[Dataset entries]
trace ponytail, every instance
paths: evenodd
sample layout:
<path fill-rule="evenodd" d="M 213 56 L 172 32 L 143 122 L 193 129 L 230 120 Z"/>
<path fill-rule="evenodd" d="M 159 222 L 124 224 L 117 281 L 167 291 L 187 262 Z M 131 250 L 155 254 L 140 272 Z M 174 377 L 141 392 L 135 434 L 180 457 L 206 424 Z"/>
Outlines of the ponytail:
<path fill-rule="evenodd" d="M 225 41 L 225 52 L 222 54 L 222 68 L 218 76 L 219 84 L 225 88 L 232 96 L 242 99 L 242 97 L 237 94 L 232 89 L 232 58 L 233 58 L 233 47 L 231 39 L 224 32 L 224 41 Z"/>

PROBLEM TO WORK ON -
Begin with the first line of the records and reproduce each line as is, ending with the line that holds "159 222 L 124".

RESPONSE FOR THIS EXERCISE -
trace ponytail, every instance
paths: evenodd
sample layout:
<path fill-rule="evenodd" d="M 213 56 L 172 32 L 143 122 L 193 129 L 230 120 Z"/>
<path fill-rule="evenodd" d="M 159 222 L 124 224 L 117 281 L 167 291 L 187 262 Z M 131 250 L 155 254 L 140 272 Z M 174 377 L 141 392 L 135 434 L 180 457 L 206 424 Z"/>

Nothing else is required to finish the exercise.